GIVEN TEXT section start
One of the major goals of drug abuse research-improving the effectiveness of drug abuse treatment-is the focus of the Treatment Research Branch. The branch conducts studies of pharmacological and behavioral drug abuse treatments to develop better therapies that can be used by the clinical treatment community.
"Medications development has been a primary focus of our work," says Dr. David Gorelick who directs both the branch and its Pharmacotherapy Section. The branch's pharmacotherapy studies are aimed at increasing the effectiveness of currently available treatment medications, developing new medications for cocaine and opiate abuse, and preventing or ameliorating adverse biomedical consequences of drug abuse such as HIV infection.
To achieve its goals, the branch conducts controlled clinical trials that evaluate the safety and efficacy of potential medications. The trials are conducted with patient volunteers on the residential research ward and in the outpatient research clinic that the branch's Clinical Trials Section operates. Patients from this clinic also participate in trials designed to improve behavioral treatments for drug abuse and to identify psychosocial and biological factors that are linked to treatment compliance and outcomes.
The branch has played a major role in studying buprenorphine, a pain medication that NIDA is developing as an opiate abuse treatment agent, says Dr. Gorelick. One recent study has shown that using buprenorphine for several days can help inpatients achieve medically supervised withdrawal from opiates. Another study has shown that buprenorphine can help patients maintain long-term abstinence from opiates when it is used as a maintenance medication.
Preliminary data from another study indicate that high doses of buprenorphine may reduce both opiate and cocaine use in patients who abuse the two substances, Dr. Gorelick says. This finding dovetails with another recent study that found that chronic cocaine use changes the mu opioid brain receptor. Taken together, these data suggest that the mu receptor, which plays a primary role in opiate abuse, may also play a role in cocaine abuse.
GIVEN TEXT section end
RECORD EXCERPTS section start
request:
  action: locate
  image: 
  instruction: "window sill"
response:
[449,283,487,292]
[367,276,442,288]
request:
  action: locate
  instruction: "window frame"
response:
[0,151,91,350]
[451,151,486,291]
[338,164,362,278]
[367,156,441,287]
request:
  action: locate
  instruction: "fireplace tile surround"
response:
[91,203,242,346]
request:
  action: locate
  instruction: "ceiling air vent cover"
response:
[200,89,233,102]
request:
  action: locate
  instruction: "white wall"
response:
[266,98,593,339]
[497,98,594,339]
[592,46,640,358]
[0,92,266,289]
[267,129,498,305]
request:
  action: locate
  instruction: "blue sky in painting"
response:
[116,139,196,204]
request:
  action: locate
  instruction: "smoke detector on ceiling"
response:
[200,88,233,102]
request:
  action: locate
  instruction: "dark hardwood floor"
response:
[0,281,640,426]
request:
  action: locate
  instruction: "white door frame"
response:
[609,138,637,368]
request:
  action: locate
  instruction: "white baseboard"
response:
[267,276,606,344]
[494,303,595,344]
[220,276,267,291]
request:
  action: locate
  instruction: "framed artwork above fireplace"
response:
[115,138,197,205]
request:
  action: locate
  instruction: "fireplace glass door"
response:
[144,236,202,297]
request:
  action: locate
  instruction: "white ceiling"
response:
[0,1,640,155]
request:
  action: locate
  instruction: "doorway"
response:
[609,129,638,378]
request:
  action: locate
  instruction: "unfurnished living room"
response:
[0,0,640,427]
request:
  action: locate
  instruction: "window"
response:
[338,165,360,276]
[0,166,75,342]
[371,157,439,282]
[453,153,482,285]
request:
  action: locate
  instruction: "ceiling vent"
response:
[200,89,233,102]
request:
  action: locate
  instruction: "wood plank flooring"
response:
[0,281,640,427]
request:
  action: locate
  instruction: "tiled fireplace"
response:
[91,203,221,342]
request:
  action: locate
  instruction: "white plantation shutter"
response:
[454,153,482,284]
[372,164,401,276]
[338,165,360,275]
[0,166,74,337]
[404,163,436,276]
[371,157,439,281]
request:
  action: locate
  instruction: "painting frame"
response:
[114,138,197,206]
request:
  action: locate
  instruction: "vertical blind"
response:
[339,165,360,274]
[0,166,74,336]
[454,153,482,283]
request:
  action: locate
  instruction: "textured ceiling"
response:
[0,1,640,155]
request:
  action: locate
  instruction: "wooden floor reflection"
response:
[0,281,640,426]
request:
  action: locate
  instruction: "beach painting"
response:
RECORD EXCERPTS section end
■ REQUIRED TASKS:
1: In the text on the Treatment Research Branch, who directs both the branch and its Pharmacotherapy Section?
2: Pick up the text on the Treatment Research Branch after its last sentence and continue it.
The records have nothing to do with the text on the Treatment Research Branch.

■ EXPECTED RESULTS:
1: Dr. David Gorelick.

2:
Studies are also under way investigating combinations of compounds that have different mechanisms of action at specific brain receptors where abused drugs act. While other DIR researchers may study how such compounds work at the molecular level or what physiological effects they have on animals or humans, the Treatment Research Branch looks at how safe and effective they are in treating drug abuse and addiction. A recent initial study evaluated the safety and efficacy of combining two medications, bromocriptine and buproprion, which work in the brain's dopamine system, to treat cocaine dependence. The study showed some evidence of better treatment retention and decreased cocaine use, says Dr. Gorelick. The branch plans to evaluate this combination more rigorously witha double-blind clinical trial.
Other studies conducted by the branch's Clinical Trials Section under the direction of Dr. Kenzie Preston are examining the influence of environmental and psychiatric conditions on drug abuse treatment, studying the characteristics of patients associated with behavioral risk factors for HIV transmission and treatment responses, and testing new behavioral treatments for cocaine dependence. Dr. Preston recently led a contingency management treatment study that showed that awarding vouchers for having cocaine-free urines to inner-city methadone treatment patients was effective in helping them achieve and maintain abstinence from cocaine.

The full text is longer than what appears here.